YOUR TASK:
Find all lines in the listing that include the word "glacier", then copy them.

━━━━━━━━━━━━━━━━━━━━

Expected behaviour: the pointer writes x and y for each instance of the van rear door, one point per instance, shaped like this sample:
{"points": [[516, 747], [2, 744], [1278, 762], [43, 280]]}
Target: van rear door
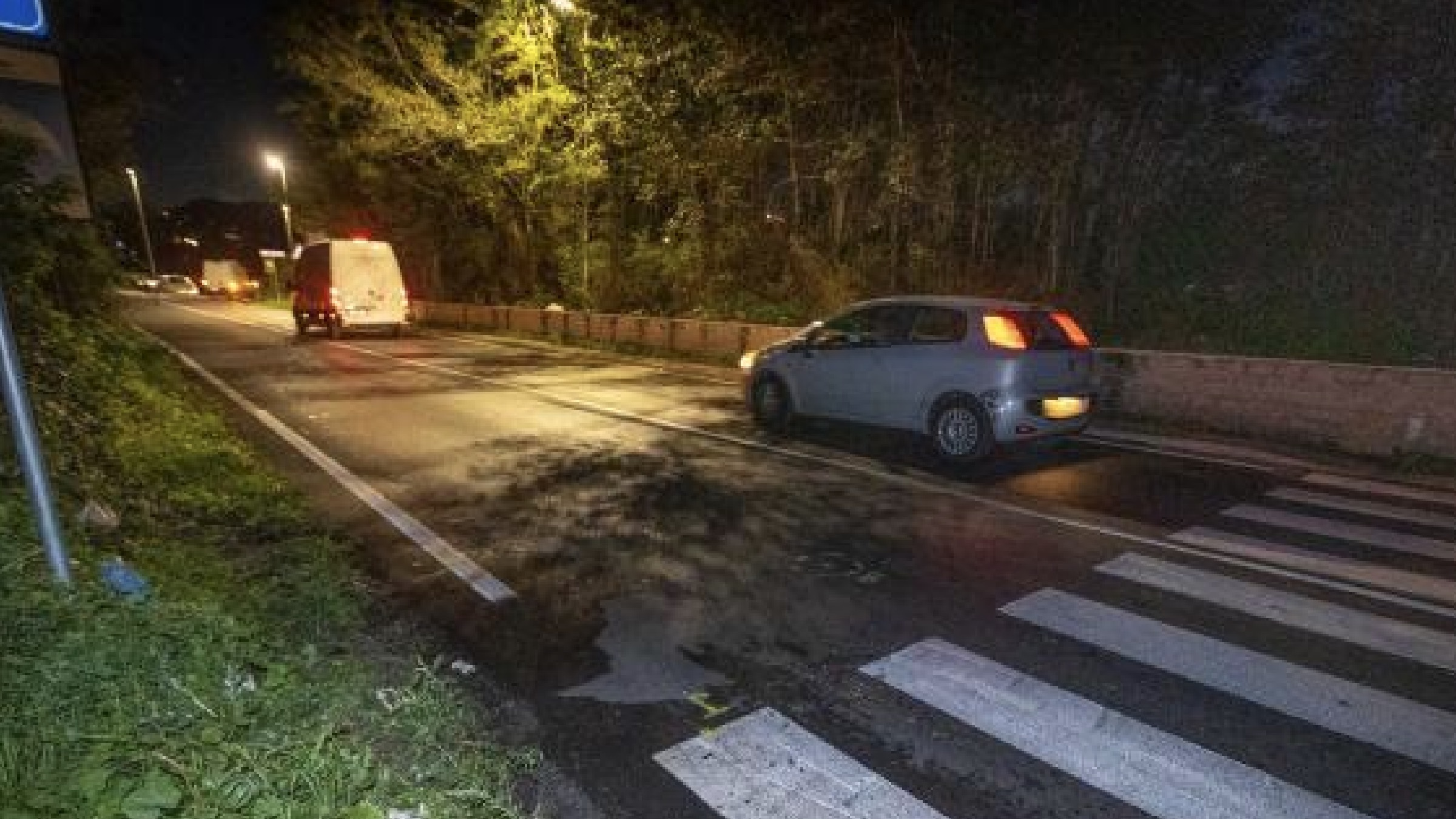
{"points": [[368, 283]]}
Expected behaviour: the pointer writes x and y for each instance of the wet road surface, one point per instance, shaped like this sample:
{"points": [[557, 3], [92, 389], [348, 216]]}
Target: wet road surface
{"points": [[712, 622]]}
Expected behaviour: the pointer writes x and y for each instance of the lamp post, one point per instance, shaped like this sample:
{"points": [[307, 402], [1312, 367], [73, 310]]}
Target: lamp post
{"points": [[568, 8], [275, 162], [142, 218]]}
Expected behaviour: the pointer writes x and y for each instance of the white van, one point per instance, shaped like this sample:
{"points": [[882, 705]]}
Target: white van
{"points": [[228, 277], [344, 285]]}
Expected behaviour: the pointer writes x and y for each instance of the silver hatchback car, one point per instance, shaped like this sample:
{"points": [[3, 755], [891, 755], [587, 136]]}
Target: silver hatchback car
{"points": [[969, 374]]}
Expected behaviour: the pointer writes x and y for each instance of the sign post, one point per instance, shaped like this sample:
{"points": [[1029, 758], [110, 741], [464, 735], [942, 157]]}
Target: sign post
{"points": [[28, 447], [35, 106], [25, 18]]}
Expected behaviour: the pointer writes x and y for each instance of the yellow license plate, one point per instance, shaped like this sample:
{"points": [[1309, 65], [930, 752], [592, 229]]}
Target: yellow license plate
{"points": [[1057, 408]]}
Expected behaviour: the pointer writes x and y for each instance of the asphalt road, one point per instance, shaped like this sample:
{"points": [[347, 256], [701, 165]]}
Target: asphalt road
{"points": [[712, 622]]}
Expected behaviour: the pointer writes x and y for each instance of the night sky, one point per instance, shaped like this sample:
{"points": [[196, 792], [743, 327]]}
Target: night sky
{"points": [[220, 108]]}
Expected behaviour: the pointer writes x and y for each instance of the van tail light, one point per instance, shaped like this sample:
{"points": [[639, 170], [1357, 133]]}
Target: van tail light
{"points": [[1074, 331], [1003, 331]]}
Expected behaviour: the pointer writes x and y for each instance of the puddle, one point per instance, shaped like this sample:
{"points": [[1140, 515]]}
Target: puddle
{"points": [[642, 643]]}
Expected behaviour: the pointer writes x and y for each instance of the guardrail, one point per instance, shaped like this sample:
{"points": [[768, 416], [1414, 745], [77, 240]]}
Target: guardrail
{"points": [[1366, 410]]}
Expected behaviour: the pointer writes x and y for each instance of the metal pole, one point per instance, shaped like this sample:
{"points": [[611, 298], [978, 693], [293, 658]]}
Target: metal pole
{"points": [[28, 447], [142, 218]]}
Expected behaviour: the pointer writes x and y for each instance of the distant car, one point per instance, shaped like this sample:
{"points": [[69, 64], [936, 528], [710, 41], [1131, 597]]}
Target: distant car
{"points": [[344, 285], [229, 279], [177, 285], [969, 374]]}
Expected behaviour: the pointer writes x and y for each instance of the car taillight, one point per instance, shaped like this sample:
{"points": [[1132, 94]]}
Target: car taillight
{"points": [[1003, 331], [1072, 330]]}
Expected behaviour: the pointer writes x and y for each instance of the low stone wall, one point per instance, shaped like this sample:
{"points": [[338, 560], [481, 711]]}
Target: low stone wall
{"points": [[1356, 408], [1349, 407]]}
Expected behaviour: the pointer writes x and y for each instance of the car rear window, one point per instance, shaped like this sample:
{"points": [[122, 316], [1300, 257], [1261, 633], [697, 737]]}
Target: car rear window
{"points": [[1042, 330], [934, 325]]}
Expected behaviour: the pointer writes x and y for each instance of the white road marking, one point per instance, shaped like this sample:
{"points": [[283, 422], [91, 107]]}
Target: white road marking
{"points": [[766, 767], [1151, 770], [1381, 488], [1377, 718], [1253, 563], [1382, 635], [1377, 582], [482, 582], [1370, 508], [1355, 532]]}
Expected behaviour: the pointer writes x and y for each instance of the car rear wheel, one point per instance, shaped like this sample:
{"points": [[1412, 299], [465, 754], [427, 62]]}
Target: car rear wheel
{"points": [[772, 407], [962, 430]]}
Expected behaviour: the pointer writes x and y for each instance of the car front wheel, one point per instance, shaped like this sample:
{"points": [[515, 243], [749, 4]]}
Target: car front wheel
{"points": [[962, 430], [772, 407]]}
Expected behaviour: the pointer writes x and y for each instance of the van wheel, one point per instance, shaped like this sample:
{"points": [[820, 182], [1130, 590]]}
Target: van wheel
{"points": [[772, 405], [962, 430]]}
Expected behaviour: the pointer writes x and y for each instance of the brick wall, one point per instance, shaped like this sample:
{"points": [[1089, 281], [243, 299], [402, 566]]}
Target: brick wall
{"points": [[1350, 407]]}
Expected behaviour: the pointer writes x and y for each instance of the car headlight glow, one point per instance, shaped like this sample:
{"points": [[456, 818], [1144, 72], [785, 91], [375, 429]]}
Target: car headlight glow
{"points": [[1057, 408]]}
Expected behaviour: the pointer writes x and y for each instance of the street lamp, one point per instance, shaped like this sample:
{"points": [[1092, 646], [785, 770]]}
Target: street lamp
{"points": [[142, 218], [275, 162]]}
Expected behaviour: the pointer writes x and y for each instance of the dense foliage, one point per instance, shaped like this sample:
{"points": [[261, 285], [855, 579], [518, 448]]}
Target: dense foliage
{"points": [[1269, 178], [47, 261]]}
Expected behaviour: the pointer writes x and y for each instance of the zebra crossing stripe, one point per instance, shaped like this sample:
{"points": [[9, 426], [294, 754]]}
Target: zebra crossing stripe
{"points": [[1355, 532], [1151, 770], [1331, 620], [1372, 508], [1367, 715], [766, 767], [1370, 576], [1380, 488]]}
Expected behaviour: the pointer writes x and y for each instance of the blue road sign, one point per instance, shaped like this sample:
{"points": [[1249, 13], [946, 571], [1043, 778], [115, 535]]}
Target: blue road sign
{"points": [[24, 16]]}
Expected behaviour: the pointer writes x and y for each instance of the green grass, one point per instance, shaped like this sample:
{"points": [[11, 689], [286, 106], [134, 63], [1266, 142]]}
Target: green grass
{"points": [[260, 679]]}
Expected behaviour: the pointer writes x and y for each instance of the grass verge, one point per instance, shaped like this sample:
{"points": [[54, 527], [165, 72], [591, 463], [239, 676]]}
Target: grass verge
{"points": [[260, 678]]}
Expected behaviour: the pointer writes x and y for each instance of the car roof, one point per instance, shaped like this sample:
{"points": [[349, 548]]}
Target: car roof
{"points": [[948, 302]]}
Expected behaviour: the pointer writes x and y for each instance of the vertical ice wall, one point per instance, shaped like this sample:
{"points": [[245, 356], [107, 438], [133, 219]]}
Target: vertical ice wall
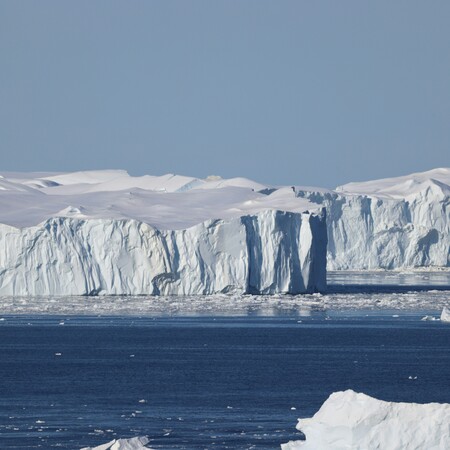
{"points": [[373, 232], [268, 252]]}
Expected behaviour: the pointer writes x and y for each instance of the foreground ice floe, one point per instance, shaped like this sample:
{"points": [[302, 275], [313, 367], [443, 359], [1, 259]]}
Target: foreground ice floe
{"points": [[445, 315], [136, 443], [354, 421]]}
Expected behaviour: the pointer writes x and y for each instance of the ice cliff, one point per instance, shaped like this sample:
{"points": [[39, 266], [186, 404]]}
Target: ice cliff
{"points": [[349, 420], [393, 223], [108, 233]]}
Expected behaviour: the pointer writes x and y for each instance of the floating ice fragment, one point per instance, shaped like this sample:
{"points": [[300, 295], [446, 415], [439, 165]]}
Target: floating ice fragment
{"points": [[445, 315], [136, 443], [350, 420]]}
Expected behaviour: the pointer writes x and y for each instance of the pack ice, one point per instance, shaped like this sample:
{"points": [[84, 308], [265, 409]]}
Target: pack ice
{"points": [[350, 420], [393, 223], [105, 232]]}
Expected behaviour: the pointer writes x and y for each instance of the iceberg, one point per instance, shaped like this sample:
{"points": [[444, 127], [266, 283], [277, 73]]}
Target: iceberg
{"points": [[350, 420], [106, 233], [136, 443], [394, 223], [445, 314]]}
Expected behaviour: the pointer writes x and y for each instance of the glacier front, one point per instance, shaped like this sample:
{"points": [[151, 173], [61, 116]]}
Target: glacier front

━━━━━━━━━━━━━━━━━━━━

WRITTEN ANSWER:
Expected behaviour: the pointer writes x and y for each instance of the glacier front, one point per instance, shaped like this sample:
Target: glacier front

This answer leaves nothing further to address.